Work request 1 »
Decide whether each of the statements (a), (b) and (c) agrees with the passage on hunting elk below. Answer yes or no for each, and quote the words of the passage that settle it.
(a) The writer says eating soybeans does no harm to wildlife habitat.
(b) The writer says money spent on license fees and hunting equipment helps protect wild places.
(c) The writer describes Montana as a lush, wet landscape.
Work request 2 »
List everything that the passage on hunting elk below says growing soybeans requires.
Work request 3 »
Pick up the passage on hunting elk below at its last sentence and continue it.

I hunt to experience a fundamental connection with nature, because we must all kill to eat, and eating elk nourished on native grasses and forbs has as low an impact on the environment as any of the alternatives. Even eating soybeans and soy-based products supports an agricultural industry that displaces and destroys wildlife habitat to grow a non-native plant, requiring irrigation, pesticides, herbicides, fossil fuels, trucks, roads and industry to be shipped around the country. Not to mention the thousands of deer and other wildlife killed to protect valuable agricultural crops.

Everything we do has consequences. Whether we choose to eat vegetables or meat, store-bought food or homegrown, cattle or venison, we all contribute to the death of animals so we can eat. I choose to eat wild elk. And the money I spend in pursuit of these wild animals, through license fees and excise taxes on hunting equipment helps protect the wild places that sustain them and sustain me. It's the most efficient, environmentally sound and sustainable way I know to live in this somewhat arid western landscape we call Montana. And the countless days and hours I spend pursuing elk through the rugged mountains in the wilderness area where I hunt have provided me with a keen understanding and awareness of these incredible animals and their habitat, which has fueled a passion for the protection of wild elk and the wild places they roam.

Supplied data »

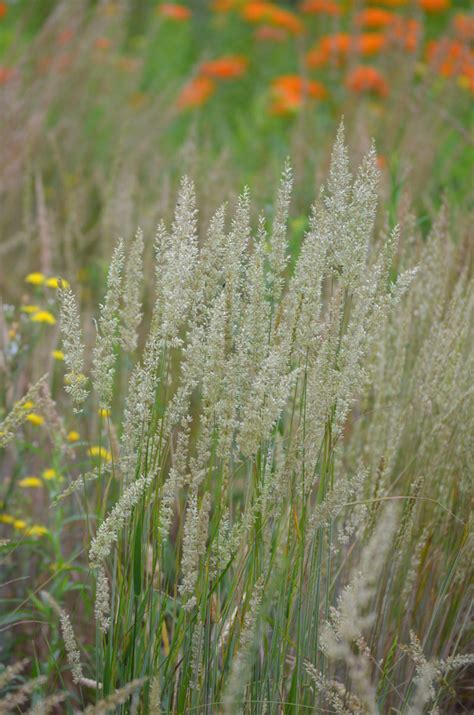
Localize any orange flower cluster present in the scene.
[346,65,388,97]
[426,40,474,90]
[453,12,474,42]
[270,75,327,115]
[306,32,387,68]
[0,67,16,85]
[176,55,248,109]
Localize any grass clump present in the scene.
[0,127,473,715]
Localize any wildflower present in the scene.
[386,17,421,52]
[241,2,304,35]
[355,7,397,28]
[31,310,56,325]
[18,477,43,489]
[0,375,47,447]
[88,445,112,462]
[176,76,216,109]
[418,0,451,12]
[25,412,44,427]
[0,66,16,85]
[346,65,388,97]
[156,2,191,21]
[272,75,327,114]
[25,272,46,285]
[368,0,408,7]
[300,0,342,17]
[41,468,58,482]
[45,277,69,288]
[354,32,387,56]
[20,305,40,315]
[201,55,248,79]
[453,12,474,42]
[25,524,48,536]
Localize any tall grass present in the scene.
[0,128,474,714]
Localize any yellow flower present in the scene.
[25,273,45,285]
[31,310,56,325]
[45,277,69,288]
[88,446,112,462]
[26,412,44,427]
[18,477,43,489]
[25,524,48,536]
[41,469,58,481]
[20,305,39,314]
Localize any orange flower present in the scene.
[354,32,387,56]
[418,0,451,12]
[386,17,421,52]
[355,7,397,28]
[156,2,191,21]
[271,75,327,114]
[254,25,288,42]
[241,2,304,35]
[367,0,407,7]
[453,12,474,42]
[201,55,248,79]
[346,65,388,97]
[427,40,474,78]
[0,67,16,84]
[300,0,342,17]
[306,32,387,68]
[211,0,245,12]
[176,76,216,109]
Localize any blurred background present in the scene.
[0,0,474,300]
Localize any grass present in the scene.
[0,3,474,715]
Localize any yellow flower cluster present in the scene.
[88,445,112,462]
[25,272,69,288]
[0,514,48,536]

---

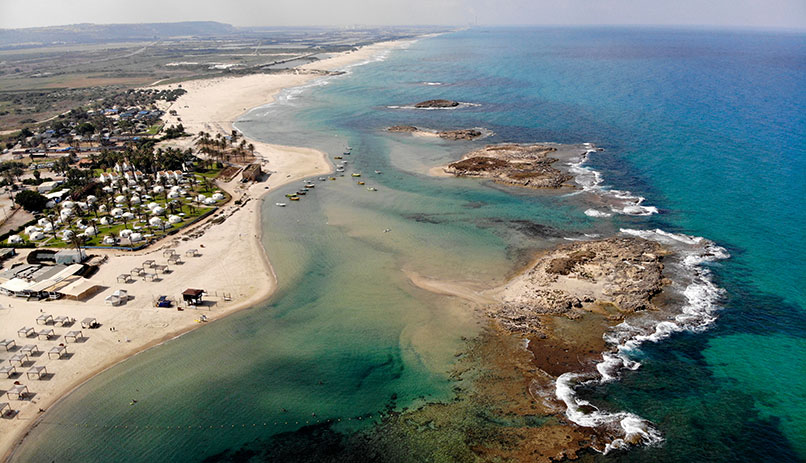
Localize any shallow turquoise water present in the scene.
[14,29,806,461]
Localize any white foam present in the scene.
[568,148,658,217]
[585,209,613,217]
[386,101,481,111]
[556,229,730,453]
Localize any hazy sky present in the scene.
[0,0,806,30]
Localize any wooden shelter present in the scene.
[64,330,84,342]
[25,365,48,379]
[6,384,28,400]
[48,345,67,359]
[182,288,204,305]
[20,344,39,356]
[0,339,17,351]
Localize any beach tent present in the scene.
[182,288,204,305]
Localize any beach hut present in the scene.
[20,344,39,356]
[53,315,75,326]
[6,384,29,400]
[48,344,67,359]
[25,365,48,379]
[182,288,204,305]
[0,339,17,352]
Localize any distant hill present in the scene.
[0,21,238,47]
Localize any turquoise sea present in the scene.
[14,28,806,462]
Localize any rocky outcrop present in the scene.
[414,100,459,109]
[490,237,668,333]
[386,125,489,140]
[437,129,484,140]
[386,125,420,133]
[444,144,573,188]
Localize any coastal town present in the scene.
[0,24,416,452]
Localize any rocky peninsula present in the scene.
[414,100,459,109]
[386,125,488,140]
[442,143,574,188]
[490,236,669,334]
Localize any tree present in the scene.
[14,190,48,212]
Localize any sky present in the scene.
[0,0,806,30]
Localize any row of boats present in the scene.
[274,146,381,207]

Task answer 1 »
(a) No: "Even eating soybeans and soy-based products supports an agricultural industry that displaces and destroys wildlife habitat"
(b) Yes: "the money I spend in pursuit of these wild animals, through license fees and excise taxes on hunting equipment helps protect the wild places that sustain them and sustain me"
(c) No: "this somewhat arid western landscape we call Montana"

Task answer 2 »
- irrigation
- pesticides
- herbicides
- fossil fuels
- trucks
- roads
- industry

Task answer 3 »
I am growing increasingly angry over the ongoing loss of crucial wildlife habitat from human subdivision and development; the people who want to mine and drill our last remaining wild places; the people who deny and evade critical topics such as climate change, and the people -- and a society -- that seems to put greed, profit and money above all else. Throughout the West, homes are rapidly replacing critical elk and deer winter range, calving and fawning habitat and migratory corridors. Not only elk and deer suffer, but all wildlife that depend on that habitat, including everything from wolves and trout to grizzlies and pine martens. My love for wild elk provokes a strong desire to protect their habitat; That desire is fueled, in part, by my passion for hunting and the meat that sustains me.

Hunting has a large ugly side, to be sure, which seems to be growing larger. I sometimes feel like an anti-hunter who hunts. Far too many hunters reveal a disturbing lack of knowledge of, or concern for, wildlife and wild places and actually promote efforts to erode and degrade our wildlife and last remaining wild places. They are as detached from the wilds as most Americans are, and increasingly replace knowledge, skills and effort with technology and other short cuts; They selfishly do everything and anything they can to boost their egos and overcome insecurities by killing other creatures; They fear and hate wolves, they fear and hate grizzlies, they fear and hate wilderness, they fear and hate the wilds; They fear and hate to actually hunt. They just love to kill.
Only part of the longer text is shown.